Which lines run from the one containing "[locate] purple spotted" to the end of the entries? Quote them exactly, and nothing else.

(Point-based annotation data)
+--

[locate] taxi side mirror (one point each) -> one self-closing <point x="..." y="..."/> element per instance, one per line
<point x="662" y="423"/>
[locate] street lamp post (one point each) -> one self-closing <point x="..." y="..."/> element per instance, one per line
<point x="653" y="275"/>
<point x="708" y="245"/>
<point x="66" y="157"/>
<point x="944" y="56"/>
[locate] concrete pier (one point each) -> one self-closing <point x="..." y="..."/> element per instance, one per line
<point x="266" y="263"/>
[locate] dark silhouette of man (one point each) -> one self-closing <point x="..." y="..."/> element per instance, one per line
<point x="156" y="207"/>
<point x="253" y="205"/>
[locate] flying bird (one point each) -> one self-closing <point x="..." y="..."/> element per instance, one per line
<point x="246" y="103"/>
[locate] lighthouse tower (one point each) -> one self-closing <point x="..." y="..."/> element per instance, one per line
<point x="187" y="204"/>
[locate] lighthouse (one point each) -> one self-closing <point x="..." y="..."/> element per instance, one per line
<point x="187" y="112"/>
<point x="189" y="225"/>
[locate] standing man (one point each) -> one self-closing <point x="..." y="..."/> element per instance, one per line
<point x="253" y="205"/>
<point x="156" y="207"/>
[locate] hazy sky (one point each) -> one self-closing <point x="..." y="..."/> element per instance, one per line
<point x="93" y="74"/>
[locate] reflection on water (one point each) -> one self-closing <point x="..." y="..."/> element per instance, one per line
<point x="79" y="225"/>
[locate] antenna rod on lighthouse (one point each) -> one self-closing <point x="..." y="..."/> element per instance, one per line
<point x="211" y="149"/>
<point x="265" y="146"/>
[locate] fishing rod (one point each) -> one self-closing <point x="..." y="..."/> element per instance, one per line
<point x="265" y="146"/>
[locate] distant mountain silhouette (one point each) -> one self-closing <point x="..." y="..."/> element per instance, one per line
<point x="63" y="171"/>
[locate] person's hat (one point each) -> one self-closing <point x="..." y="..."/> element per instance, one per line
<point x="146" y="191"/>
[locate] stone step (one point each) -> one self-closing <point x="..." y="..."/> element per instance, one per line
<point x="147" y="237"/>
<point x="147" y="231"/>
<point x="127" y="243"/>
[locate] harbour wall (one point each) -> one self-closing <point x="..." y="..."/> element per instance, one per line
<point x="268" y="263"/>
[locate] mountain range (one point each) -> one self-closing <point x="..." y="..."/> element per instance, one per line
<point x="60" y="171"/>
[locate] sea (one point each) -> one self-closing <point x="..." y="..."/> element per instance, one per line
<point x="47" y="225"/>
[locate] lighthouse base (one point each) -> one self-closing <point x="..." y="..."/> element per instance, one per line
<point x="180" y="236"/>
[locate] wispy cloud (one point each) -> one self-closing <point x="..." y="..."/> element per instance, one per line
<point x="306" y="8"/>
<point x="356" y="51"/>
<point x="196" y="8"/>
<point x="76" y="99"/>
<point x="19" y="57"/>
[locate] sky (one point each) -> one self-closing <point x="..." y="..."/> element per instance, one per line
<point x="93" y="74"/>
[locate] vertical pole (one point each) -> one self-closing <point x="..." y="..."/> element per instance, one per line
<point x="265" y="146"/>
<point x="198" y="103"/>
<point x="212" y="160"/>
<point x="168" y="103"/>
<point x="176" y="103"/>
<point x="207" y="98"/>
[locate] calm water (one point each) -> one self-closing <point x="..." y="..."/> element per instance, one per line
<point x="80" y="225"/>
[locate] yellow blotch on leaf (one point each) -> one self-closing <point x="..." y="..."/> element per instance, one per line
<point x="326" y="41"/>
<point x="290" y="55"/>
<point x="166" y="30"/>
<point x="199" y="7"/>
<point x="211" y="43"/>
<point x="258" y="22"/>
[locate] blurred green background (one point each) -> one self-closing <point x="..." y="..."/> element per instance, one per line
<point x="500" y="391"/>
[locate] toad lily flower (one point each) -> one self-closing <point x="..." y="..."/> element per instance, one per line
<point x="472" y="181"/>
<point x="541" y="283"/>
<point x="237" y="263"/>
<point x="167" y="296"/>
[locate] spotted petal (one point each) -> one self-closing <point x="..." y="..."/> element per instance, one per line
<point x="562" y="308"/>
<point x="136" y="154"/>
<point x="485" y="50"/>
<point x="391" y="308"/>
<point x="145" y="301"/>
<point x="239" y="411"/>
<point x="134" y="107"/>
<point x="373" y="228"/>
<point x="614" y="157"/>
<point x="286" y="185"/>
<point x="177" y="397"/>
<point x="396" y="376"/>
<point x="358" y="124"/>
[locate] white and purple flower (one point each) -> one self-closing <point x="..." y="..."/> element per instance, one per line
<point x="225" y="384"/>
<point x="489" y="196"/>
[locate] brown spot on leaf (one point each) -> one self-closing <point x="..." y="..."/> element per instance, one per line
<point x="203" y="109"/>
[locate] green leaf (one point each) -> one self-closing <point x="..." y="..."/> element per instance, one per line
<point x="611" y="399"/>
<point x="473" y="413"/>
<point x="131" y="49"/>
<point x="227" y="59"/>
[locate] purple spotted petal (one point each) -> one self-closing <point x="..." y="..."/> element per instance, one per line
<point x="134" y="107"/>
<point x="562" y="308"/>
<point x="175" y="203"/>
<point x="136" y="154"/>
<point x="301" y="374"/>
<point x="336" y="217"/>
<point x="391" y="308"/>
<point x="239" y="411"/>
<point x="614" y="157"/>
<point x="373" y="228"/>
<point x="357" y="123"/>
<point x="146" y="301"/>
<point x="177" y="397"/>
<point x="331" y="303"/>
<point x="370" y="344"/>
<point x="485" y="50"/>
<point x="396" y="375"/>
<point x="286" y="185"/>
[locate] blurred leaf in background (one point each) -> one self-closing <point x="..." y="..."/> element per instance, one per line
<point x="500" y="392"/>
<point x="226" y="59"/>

+--

* [FINISHED TASK]
[locate] purple spotted petal (one point each) -> one self-closing <point x="..." y="..."/> element per instance, one per line
<point x="134" y="107"/>
<point x="562" y="308"/>
<point x="175" y="203"/>
<point x="136" y="154"/>
<point x="301" y="374"/>
<point x="336" y="217"/>
<point x="391" y="308"/>
<point x="239" y="411"/>
<point x="614" y="157"/>
<point x="373" y="228"/>
<point x="357" y="123"/>
<point x="146" y="301"/>
<point x="177" y="397"/>
<point x="331" y="303"/>
<point x="370" y="344"/>
<point x="485" y="50"/>
<point x="396" y="375"/>
<point x="286" y="185"/>
[locate] blurred leaf in background (one point each) -> one self-closing <point x="..." y="..."/> element per instance, one per line
<point x="500" y="392"/>
<point x="226" y="59"/>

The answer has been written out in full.